* Materials provided
——————
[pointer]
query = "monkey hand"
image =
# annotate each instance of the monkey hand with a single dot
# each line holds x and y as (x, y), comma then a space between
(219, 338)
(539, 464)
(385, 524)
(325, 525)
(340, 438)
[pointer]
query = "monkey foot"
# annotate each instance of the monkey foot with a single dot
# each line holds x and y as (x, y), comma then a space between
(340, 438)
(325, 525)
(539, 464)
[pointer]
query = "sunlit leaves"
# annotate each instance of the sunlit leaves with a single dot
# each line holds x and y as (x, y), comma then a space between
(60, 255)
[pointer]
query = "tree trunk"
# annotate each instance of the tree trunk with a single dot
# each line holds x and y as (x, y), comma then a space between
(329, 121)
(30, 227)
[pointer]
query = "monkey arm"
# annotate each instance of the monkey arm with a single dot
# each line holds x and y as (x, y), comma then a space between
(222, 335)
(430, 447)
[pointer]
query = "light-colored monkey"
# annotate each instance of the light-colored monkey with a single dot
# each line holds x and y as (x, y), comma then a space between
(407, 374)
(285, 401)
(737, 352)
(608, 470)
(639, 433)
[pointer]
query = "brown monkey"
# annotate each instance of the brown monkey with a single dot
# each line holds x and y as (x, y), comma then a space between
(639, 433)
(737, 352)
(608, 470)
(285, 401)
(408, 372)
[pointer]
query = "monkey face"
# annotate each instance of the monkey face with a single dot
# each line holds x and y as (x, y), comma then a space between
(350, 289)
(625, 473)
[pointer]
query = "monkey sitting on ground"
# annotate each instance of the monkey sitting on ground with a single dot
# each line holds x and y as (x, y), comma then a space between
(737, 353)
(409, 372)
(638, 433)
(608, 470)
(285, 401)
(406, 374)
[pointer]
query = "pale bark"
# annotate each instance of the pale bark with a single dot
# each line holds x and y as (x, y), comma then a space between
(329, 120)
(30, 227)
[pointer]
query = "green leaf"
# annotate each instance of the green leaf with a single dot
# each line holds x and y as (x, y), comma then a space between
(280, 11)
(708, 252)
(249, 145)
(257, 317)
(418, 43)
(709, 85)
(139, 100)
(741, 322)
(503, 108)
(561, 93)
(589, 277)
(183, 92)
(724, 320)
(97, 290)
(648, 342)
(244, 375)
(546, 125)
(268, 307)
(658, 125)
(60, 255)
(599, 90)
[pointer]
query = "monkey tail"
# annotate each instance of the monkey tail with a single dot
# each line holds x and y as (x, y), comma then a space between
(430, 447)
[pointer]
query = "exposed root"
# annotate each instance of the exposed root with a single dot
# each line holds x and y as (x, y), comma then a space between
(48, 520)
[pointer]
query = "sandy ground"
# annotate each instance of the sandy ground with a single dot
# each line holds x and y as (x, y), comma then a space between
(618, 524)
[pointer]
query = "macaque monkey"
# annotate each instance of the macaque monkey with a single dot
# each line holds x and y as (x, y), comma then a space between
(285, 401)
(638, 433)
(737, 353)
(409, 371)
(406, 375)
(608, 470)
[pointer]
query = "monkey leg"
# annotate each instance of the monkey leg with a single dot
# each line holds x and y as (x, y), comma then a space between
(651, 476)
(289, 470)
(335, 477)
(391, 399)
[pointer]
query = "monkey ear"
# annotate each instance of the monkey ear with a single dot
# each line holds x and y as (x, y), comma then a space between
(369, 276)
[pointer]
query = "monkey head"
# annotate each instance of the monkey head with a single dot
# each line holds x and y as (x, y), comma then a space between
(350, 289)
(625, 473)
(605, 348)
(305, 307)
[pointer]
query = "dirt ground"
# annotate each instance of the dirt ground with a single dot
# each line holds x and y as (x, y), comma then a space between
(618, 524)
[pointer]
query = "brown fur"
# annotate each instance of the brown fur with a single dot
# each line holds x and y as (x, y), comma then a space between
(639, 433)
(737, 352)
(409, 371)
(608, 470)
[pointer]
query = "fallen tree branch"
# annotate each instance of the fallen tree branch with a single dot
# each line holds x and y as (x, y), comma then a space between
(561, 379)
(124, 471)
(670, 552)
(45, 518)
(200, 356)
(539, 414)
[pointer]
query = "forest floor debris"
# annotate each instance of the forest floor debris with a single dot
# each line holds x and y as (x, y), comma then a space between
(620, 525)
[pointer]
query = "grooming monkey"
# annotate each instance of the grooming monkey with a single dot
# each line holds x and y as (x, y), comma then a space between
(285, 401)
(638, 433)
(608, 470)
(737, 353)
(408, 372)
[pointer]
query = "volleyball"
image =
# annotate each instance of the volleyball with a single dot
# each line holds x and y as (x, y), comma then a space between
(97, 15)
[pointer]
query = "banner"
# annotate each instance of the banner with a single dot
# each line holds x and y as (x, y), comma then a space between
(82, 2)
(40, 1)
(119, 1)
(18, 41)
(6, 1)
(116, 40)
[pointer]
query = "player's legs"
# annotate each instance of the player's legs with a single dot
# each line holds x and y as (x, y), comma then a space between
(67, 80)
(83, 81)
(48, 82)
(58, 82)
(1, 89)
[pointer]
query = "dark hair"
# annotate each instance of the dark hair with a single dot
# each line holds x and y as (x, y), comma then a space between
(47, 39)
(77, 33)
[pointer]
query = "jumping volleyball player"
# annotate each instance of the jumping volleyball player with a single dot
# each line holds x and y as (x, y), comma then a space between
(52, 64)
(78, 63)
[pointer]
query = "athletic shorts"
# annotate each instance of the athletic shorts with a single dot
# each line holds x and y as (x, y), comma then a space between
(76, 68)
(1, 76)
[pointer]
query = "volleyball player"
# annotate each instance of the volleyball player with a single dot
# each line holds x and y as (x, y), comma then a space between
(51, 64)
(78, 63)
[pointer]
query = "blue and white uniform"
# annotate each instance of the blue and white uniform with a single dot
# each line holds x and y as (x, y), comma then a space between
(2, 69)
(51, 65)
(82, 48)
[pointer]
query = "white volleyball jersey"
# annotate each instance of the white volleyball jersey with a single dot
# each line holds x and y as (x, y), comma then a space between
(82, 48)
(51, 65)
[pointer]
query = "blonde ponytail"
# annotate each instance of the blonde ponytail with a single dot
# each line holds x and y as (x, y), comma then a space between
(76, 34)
——————
* What you will do
Please set down the whole listing above without altering a single line.

* Correct answer
[pointer]
query = "monkey hand"
image =
# annotate each instance of the monkey hand with a single dot
# each line holds x and y as (x, y), comma then a space between
(219, 338)
(539, 464)
(385, 524)
(325, 525)
(340, 438)
[pointer]
query = "monkey foot"
# annotate each instance of the monkey foot with a single dot
# each line holds x and y as (x, y), comma then a space between
(340, 438)
(325, 525)
(539, 464)
[pointer]
query = "sunlit leaves"
# annotate each instance of the sunlit leaves with a single dot
# each line holds x and y as (x, y), comma then a space between
(60, 255)
[pointer]
query = "tree trunk"
# annotate each instance of the tree trunk with a single dot
# each line holds x and y as (x, y), comma then a space between
(329, 121)
(30, 227)
[pointer]
query = "monkey arm"
# annotate each instance of the monkey arm with a single dot
# each line holds x and y as (x, y), comma then a space between
(222, 335)
(430, 447)
[pointer]
query = "light-colored monkey"
# annotate each instance of the light-colored monkey with a single dot
# each line holds x and y as (x, y), comma then a space between
(407, 374)
(285, 401)
(737, 352)
(608, 470)
(639, 433)
[pointer]
query = "brown monkey"
# annotate each instance of the brown monkey with a single dot
# each line holds x and y as (x, y), comma then a space between
(639, 433)
(737, 352)
(608, 470)
(285, 401)
(408, 372)
[pointer]
query = "monkey face"
# annotate each instance of the monkey face with a single dot
# each line holds x and y as (x, y), comma then a space between
(350, 289)
(625, 473)
[pointer]
query = "monkey sitting on ground"
# annotate each instance of the monkey sitting on ground with a single dot
# each line holds x and y as (x, y), comma then a space between
(737, 353)
(409, 372)
(638, 433)
(608, 470)
(285, 401)
(406, 374)
[pointer]
query = "pale bark"
# annotate each instance of the pale bark with a single dot
# each line holds x and y as (x, y), comma then a space between
(329, 120)
(30, 227)
[pointer]
query = "green leaf"
# annotate each instance of the green leaf with a single dot
# each line holds x and y as (x, y), comma then a space between
(280, 11)
(708, 252)
(249, 145)
(257, 317)
(418, 43)
(709, 85)
(139, 100)
(741, 322)
(503, 108)
(561, 93)
(589, 277)
(183, 92)
(724, 320)
(97, 290)
(648, 342)
(244, 375)
(546, 125)
(268, 307)
(658, 125)
(60, 255)
(599, 90)
[pointer]
query = "monkey tail"
# annotate each instance of the monkey tail with a single dot
# each line holds x and y as (x, y), comma then a space between
(430, 447)
[pointer]
query = "exposed root"
# annotate each instance of the exposed root with a single dot
# each line holds x and y as (x, y), comma then a space between
(48, 520)
[pointer]
query = "sandy ground"
# annotate each instance of the sandy ground with a single dot
# each line holds x and y as (x, y), comma then a space between
(618, 524)
[pointer]
query = "macaque monkey"
# annotate each instance of the macaque monkey with a single dot
# each line holds x and y as (x, y), comma then a space between
(285, 401)
(638, 433)
(737, 353)
(409, 371)
(406, 375)
(608, 470)
[pointer]
query = "monkey leg"
# annotate each instance of the monkey leg with a single dot
# each line holds x and y as (x, y), comma then a space between
(651, 476)
(289, 470)
(335, 477)
(391, 399)
[pointer]
query = "monkey ear"
# annotate each instance of the monkey ear with a single dot
# each line holds x and y as (x, y), comma then a space between
(369, 276)
[pointer]
query = "monkey head"
# annotate each instance of the monkey head with a single dot
# each line holds x and y as (x, y), comma then a space between
(350, 289)
(625, 473)
(605, 348)
(305, 307)
[pointer]
query = "dirt ground"
# annotate each instance of the dirt ground with a single dot
# each line holds x and y as (x, y), comma then a space between
(618, 524)
[pointer]
query = "brown fur"
# annotate each instance of the brown fur with a single dot
# each line holds x and y as (x, y), comma then a space between
(639, 433)
(737, 352)
(409, 371)
(608, 470)
[pointer]
query = "fallen tree branch"
# annotate each instance of the fallen tree branch with a single dot
# each line holds x and y as (x, y), comma then a space between
(561, 379)
(124, 471)
(670, 552)
(45, 518)
(200, 356)
(539, 414)
[pointer]
query = "forest floor debris"
# annotate each instance of the forest floor debris with a single dot
# each line holds x and y as (x, y), comma then a space between
(620, 525)
[pointer]
query = "grooming monkey"
# annotate each instance of the grooming monkey with a single dot
# each line holds x and y as (x, y), comma then a space between
(285, 401)
(638, 433)
(608, 470)
(737, 353)
(408, 372)
[pointer]
query = "volleyball"
image =
# annotate each instance of the volleyball with a single dot
# each line holds x and y as (x, y), comma then a space between
(97, 15)
[pointer]
query = "banner"
# annotate each instance of the banner with a single dot
# each line holds x and y as (x, y), comma then a space between
(82, 2)
(40, 1)
(119, 1)
(18, 41)
(6, 1)
(116, 40)
[pointer]
query = "player's legs"
# annotate each instance of the player's legs with a single dot
# each line holds x and y as (x, y), comma then a space between
(67, 80)
(83, 81)
(48, 82)
(58, 82)
(1, 89)
[pointer]
query = "dark hair"
# annotate each instance of the dark hair with a single dot
# each line holds x and y as (x, y), comma then a space between
(47, 39)
(77, 33)
[pointer]
query = "jumping volleyball player"
# annotate each instance of the jumping volleyball player with a single dot
# each line holds x and y as (x, y), comma then a space between
(52, 64)
(78, 63)
[pointer]
query = "athletic shorts"
# annotate each instance of the athletic shorts with a single dot
# each line holds x and y as (x, y), comma then a space between
(76, 68)
(1, 76)
[pointer]
query = "volleyball player"
# annotate each instance of the volleyball player with a single dot
# each line holds x and y as (x, y), comma then a space between
(51, 64)
(78, 63)
[pointer]
query = "blue and white uniform"
# annotate each instance of the blue and white uniform with a single dot
# each line holds x and y as (x, y), comma then a space between
(2, 69)
(51, 65)
(82, 48)
[pointer]
query = "white volleyball jersey"
# annotate each instance of the white volleyball jersey with a single dot
# each line holds x and y as (x, y), comma then a space between
(82, 48)
(51, 65)
[pointer]
query = "blonde ponytail"
# annotate each instance of the blonde ponytail with a single dot
# each line holds x and y as (x, y), comma then a space between
(76, 34)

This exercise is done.